Brief -> What you print must match the data line for line.

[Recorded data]
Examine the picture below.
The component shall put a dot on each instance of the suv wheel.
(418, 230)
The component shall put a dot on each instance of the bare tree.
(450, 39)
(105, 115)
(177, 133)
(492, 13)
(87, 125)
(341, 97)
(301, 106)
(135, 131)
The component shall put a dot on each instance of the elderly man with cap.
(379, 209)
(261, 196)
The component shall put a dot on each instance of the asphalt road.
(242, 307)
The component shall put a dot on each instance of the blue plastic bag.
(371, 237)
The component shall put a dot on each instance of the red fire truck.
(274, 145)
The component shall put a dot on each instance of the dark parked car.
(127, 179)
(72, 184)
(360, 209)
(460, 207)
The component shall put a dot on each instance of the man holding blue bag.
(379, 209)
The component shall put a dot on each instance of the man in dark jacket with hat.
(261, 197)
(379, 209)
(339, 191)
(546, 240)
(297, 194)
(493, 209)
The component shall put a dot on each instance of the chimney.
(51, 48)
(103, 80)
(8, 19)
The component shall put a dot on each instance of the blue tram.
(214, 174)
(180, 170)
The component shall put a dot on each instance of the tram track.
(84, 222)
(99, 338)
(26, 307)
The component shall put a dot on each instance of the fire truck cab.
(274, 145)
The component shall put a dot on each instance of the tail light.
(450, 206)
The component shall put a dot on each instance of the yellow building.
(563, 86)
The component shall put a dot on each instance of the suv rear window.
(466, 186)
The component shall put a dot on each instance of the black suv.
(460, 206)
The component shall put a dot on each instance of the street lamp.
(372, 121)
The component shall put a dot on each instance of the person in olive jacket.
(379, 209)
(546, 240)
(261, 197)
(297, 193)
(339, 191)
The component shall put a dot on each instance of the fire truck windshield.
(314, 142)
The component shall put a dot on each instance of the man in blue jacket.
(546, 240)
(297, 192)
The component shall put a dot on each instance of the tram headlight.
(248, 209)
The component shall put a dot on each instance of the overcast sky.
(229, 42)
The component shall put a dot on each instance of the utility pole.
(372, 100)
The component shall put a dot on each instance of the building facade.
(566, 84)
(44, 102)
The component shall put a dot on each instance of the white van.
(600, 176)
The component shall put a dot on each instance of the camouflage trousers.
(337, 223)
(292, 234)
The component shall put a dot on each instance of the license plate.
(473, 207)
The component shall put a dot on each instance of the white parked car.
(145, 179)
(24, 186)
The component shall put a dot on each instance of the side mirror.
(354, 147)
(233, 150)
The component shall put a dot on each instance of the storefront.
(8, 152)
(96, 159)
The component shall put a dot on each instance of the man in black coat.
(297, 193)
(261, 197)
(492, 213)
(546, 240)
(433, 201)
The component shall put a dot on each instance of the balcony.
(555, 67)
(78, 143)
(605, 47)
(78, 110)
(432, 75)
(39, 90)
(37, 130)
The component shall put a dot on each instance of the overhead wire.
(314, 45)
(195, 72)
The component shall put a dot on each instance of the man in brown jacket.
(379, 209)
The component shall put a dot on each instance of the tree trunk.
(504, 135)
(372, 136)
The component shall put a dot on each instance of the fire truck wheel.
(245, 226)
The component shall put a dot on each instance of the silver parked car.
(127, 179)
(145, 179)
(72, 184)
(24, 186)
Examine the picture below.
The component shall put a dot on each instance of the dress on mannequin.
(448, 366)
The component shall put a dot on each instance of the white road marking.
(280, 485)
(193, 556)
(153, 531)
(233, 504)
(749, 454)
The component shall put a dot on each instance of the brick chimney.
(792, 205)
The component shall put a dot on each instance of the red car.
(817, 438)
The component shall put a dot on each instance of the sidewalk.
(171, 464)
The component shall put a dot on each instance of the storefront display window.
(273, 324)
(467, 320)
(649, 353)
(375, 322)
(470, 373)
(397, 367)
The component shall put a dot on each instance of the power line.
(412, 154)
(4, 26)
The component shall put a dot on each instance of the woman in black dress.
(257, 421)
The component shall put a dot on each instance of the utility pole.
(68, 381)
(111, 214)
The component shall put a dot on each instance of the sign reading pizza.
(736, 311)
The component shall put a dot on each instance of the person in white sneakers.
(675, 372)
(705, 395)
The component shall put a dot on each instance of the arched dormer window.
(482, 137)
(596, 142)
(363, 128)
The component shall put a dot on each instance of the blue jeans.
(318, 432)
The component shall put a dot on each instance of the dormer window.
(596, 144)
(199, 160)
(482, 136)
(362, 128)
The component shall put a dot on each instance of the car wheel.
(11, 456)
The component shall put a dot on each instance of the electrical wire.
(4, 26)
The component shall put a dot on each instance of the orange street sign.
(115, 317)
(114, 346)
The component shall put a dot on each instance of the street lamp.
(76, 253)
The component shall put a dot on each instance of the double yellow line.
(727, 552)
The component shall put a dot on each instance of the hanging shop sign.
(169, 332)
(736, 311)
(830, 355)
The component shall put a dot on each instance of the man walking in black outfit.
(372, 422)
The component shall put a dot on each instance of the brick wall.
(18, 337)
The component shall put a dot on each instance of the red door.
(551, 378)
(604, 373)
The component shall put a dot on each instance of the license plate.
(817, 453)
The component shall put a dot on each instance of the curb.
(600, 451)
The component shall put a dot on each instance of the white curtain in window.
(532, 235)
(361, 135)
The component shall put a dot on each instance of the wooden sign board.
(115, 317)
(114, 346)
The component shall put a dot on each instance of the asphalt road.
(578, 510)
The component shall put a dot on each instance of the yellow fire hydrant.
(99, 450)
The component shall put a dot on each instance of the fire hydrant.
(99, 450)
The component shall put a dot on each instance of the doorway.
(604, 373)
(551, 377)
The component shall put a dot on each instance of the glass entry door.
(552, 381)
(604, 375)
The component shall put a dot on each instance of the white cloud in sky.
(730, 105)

Completed exercise ->
Examine the picture below.
The component shall put a dot on each instance of the suv wheel.
(418, 230)
The component shall put a dot on each instance of the bare tree.
(450, 39)
(105, 115)
(177, 133)
(492, 13)
(87, 125)
(341, 97)
(301, 106)
(135, 131)
The component shall put a dot on each instance of the elderly man with cap.
(379, 209)
(261, 196)
The component shall put a dot on each instance of the asphalt road.
(242, 307)
The component shall put a dot on each instance of the blue plastic bag.
(371, 237)
The component shall put a dot on each instance of the red fire truck.
(274, 145)
The component shall put a dot on each instance of the dark parked car.
(127, 179)
(72, 184)
(360, 209)
(460, 207)
The component shall put a dot on each instance of the man holding blue bag.
(379, 209)
The component shall put a dot on each instance of the man in dark jacket with hat.
(261, 197)
(379, 209)
(339, 191)
(546, 240)
(297, 194)
(493, 209)
The component shall put a dot on each instance of the chimney.
(51, 48)
(103, 80)
(8, 19)
The component shall put a dot on each instance of the blue tram.
(214, 174)
(180, 170)
The component shall put a dot on each instance of the tram track.
(84, 222)
(99, 338)
(26, 307)
The component shall put a dot on each instance of the fire truck cab.
(274, 145)
The component shall put a dot on each instance of the tail light.
(450, 206)
The component shall put a dot on each instance of the yellow building.
(563, 86)
The component shall put a dot on each instance of the suv rear window.
(466, 186)
The component shall put a dot on each instance of the black suv.
(460, 206)
The component shall put a dot on each instance of the street lamp.
(372, 121)
The component shall put a dot on each instance of the person in olive jacket.
(379, 209)
(546, 240)
(261, 197)
(297, 193)
(339, 191)
The component shall put a dot on each instance of the fire truck windshield.
(314, 142)
The component shall put a dot on each instance of the man in blue jacket.
(546, 240)
(297, 192)
The component shall put a dot on each instance of the tram headlight.
(248, 209)
The component shall put a dot on each instance of the overcast sky.
(229, 42)
The component shall put a dot on each instance of the utility pole.
(372, 100)
The component shall put a dot on each instance of the building facade.
(566, 84)
(44, 102)
The component shall put a dot on each instance of the white van.
(600, 176)
The component shall put a dot on each instance of the camouflage trousers.
(337, 223)
(292, 234)
The component shall put a dot on each instance of the license plate.
(473, 207)
The component shall put a dot on each instance of the white parked car.
(145, 179)
(24, 186)
The component shall put a dot on each instance of the side mirror.
(354, 147)
(233, 150)
The component shall put a dot on each instance of the storefront.
(8, 152)
(96, 159)
The component shall put a dot on each instance of the man in black coat.
(297, 193)
(261, 197)
(492, 213)
(546, 240)
(433, 201)
The component shall put a dot on each instance of the balcony.
(555, 67)
(78, 143)
(605, 47)
(78, 110)
(432, 75)
(39, 90)
(37, 130)
The component shall put a dot on each instance of the overhead wire.
(314, 45)
(195, 72)
The component shall put a dot on each instance of the man in brown jacket.
(379, 209)
The component shall put a dot on each instance of the tree trunk.
(504, 135)
(372, 136)
The component shall put a dot on each instance of the fire truck wheel.
(245, 226)
The component shall put a dot on each instance of the silver parked car.
(127, 179)
(145, 179)
(72, 184)
(24, 186)
Examine the picture below.
The component shall put a dot on each instance of the dress on mannequin.
(448, 366)
The component shall put a dot on each instance of the white road marking.
(280, 485)
(193, 556)
(153, 531)
(233, 504)
(749, 454)
The component shall put a dot on each instance of the brick chimney.
(792, 205)
The component shall put a dot on each instance of the red car.
(817, 438)
The component shall put a dot on each instance of the sidewalk.
(171, 464)
The component shall put a dot on each instance of the storefront display window.
(273, 324)
(467, 320)
(649, 353)
(375, 322)
(470, 373)
(397, 367)
The component shall put a dot on each instance of the power line.
(412, 154)
(4, 26)
The component shall put a dot on each instance of the woman in black dress.
(257, 421)
The component shall put a dot on each instance of the utility pole.
(68, 381)
(111, 214)
The component shall put a dot on each instance of the sign reading pizza.
(736, 311)
The component shall put a dot on each instance of the person in white sneakers.
(675, 372)
(705, 395)
The component shall put a dot on each instance of the arched dormer window.
(482, 137)
(596, 142)
(363, 128)
The component shall put a dot on each instance of the blue jeans.
(318, 432)
The component shall put a dot on each instance of the dormer window.
(596, 144)
(199, 160)
(482, 136)
(362, 128)
The component shall put a dot on each instance of the car wheel.
(11, 456)
The component shall put a dot on each instance of the electrical wire.
(4, 26)
The component shall put a dot on each instance of the orange street sign.
(115, 317)
(114, 346)
The component shall put a dot on each instance of the street lamp.
(76, 253)
The component shall put a dot on each instance of the double yellow line.
(727, 552)
The component shall put a dot on each instance of the hanging shop sign.
(169, 332)
(736, 311)
(830, 355)
The component shall put a dot on each instance of the man walking in black outfit.
(372, 422)
The component shall put a dot on each instance of the brick wall.
(18, 337)
The component shall put a dot on each instance of the red door.
(551, 378)
(604, 373)
The component shall put a dot on each instance of the license plate.
(817, 453)
The component shall put a dot on each instance of the curb.
(600, 451)
The component shall put a dot on each instance of the white curtain in window.
(532, 235)
(361, 135)
The component shall put a dot on each instance of the wooden sign board.
(115, 317)
(114, 346)
The component shall put a dot on each instance of the asphalt road.
(578, 510)
The component shall put a dot on each instance of the yellow fire hydrant.
(99, 450)
The component shall put a dot on each instance of the fire hydrant.
(99, 450)
The component shall put a dot on each instance of the doorway.
(604, 373)
(551, 377)
The component shall put a dot on each instance of the glass entry door.
(552, 381)
(604, 375)
The component shall put a dot on each instance of the white cloud in sky.
(730, 105)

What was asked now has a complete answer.